### AIM OF THE TASK
Nothing but an exact copy of the records is expected here.

### EXERCISE MATERIALS
- - - - -

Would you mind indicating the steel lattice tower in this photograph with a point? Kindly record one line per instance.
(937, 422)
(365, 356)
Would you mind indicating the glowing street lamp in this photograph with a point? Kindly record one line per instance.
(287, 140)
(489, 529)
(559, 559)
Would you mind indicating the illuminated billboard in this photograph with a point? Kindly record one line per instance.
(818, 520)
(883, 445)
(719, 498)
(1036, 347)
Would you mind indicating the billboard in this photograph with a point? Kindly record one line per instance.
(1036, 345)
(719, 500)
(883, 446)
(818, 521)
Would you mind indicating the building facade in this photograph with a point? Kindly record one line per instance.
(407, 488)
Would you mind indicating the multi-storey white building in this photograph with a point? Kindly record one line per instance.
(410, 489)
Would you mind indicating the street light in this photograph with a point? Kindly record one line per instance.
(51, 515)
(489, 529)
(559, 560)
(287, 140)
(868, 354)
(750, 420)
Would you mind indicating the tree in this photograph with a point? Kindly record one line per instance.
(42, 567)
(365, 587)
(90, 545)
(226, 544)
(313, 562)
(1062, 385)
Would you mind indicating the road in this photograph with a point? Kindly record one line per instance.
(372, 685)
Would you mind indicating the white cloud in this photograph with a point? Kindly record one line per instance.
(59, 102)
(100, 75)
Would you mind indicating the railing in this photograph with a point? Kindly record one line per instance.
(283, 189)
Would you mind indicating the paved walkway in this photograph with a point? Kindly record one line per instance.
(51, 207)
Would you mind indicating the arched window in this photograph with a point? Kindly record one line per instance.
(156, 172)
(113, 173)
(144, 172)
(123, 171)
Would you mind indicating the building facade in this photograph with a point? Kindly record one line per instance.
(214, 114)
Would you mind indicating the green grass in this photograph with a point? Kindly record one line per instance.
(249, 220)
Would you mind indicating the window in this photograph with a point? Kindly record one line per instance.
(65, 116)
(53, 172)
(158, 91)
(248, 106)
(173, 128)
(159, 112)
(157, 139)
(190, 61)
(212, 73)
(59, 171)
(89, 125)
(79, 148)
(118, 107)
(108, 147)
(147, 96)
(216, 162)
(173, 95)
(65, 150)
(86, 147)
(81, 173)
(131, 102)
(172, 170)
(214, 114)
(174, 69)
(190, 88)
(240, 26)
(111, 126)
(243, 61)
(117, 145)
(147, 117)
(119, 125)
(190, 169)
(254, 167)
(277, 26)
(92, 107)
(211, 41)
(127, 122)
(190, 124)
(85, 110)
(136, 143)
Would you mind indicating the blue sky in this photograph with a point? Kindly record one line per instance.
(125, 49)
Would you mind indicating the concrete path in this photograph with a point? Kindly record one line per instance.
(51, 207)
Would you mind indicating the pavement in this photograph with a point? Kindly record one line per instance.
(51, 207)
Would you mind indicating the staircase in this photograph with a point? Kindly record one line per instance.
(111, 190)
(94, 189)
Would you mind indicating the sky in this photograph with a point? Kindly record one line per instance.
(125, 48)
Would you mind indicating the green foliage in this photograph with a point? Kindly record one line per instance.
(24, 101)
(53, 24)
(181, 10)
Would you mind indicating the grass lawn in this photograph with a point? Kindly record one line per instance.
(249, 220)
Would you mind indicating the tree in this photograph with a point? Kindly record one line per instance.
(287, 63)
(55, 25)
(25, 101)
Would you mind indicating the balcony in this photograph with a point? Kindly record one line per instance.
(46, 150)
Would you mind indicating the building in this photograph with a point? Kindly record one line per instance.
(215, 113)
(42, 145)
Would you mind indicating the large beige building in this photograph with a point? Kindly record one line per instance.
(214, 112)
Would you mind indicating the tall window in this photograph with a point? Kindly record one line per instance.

- - - - -

### TASK RESULT
Would you mind indicating the steel lattice tower in this photograph with a point? Kindly record one line per instance.
(937, 422)
(365, 356)
Would you mind indicating the glowing street lamp in this photograph with a point? Kindly record one line per instance.
(287, 140)
(489, 529)
(559, 559)
Would you mind indicating the illuminated billboard in this photograph with a point? Kindly record one line per instance.
(818, 520)
(883, 445)
(719, 498)
(1036, 347)
Would you mind indicating the billboard in this photograph with a point? Kindly record one line per instance.
(1036, 345)
(719, 500)
(883, 446)
(818, 521)
Would you mind indicating the building facade in this photograph with a point? Kindly record one line per instance.
(407, 488)
Would you mind indicating the multi-storey white building in this photograph with a point? Kindly record one line per instance.
(410, 489)
Would you mind indicating the street light in this photograph with a point? Kindly record one line per instance.
(51, 515)
(489, 529)
(559, 560)
(287, 140)
(868, 354)
(750, 420)
Would you mind indicating the tree in this photograph with a point? Kindly record one line per instance.
(42, 567)
(365, 587)
(90, 545)
(226, 544)
(313, 562)
(1062, 385)
Would you mind indicating the road in this photograph with a point? Kindly record one line per instance.
(372, 685)
Would you mind indicating the white cloud in this photograph with a point? Kindly record one line per instance.
(59, 102)
(100, 75)
Would you mind indicating the railing in this photograph with a point? Kindly record one line per instance.
(283, 189)
Would you mind indicating the paved walkway in this photograph with a point? Kindly record one line per instance.
(51, 207)
Would you mind indicating the arched window in this photograph with a point? Kindly record one line per instance.
(156, 172)
(113, 173)
(144, 172)
(123, 171)
Would you mind indicating the building facade in this photograph with a point? Kindly record one line per instance.
(214, 114)
Would you mind indicating the green grass in this photograph with a point? Kindly record one line per instance.
(249, 220)
Would you mind indicating the window in this photograph with a point? Kindly record one line per instance.
(65, 116)
(53, 172)
(158, 91)
(248, 106)
(173, 128)
(159, 112)
(157, 139)
(190, 61)
(212, 73)
(59, 171)
(89, 125)
(79, 148)
(118, 107)
(108, 147)
(147, 96)
(216, 162)
(173, 95)
(65, 150)
(86, 147)
(81, 173)
(131, 102)
(172, 170)
(214, 114)
(174, 69)
(190, 88)
(240, 26)
(111, 126)
(243, 61)
(117, 145)
(147, 117)
(119, 125)
(190, 169)
(254, 167)
(277, 26)
(92, 107)
(211, 41)
(127, 122)
(190, 124)
(85, 110)
(136, 143)
Would you mind indicating the blue sky in this photograph with a point? Kindly record one line per instance.
(125, 49)
Would you mind indicating the concrete path in this photograph with a point? Kindly record one line per instance.
(51, 207)
Would you mind indicating the pavement in this photograph with a point? Kindly record one line per instance.
(51, 207)
Would you mind indicating the staircase in this photograph with a point? Kindly record one line per instance.
(111, 190)
(94, 189)
Would you mind indicating the sky in this photograph with a point? Kindly record one line per instance.
(125, 48)
Would you mind indicating the green foliage in this photograph with a point? Kindly record one line per instance.
(24, 101)
(53, 24)
(181, 10)
Would you mind indicating the grass lawn in this photograph with a point? Kindly record one line per instance.
(249, 220)
Would you mind indicating the tree in this photograph with a point? Kindly record one line per instance.
(287, 63)
(55, 25)
(25, 101)
Would you mind indicating the balcony in this photograph with a point? Kindly record one line per instance.
(46, 150)
Would you mind indicating the building in this photograph with a point? Kindly record one line per instance.
(215, 113)
(42, 145)
Would you mind indicating the large beige building in this photograph with a point? Kindly record one line per instance.
(214, 112)
Would you mind indicating the tall window in this photograph with a point? Kindly record one line per instance.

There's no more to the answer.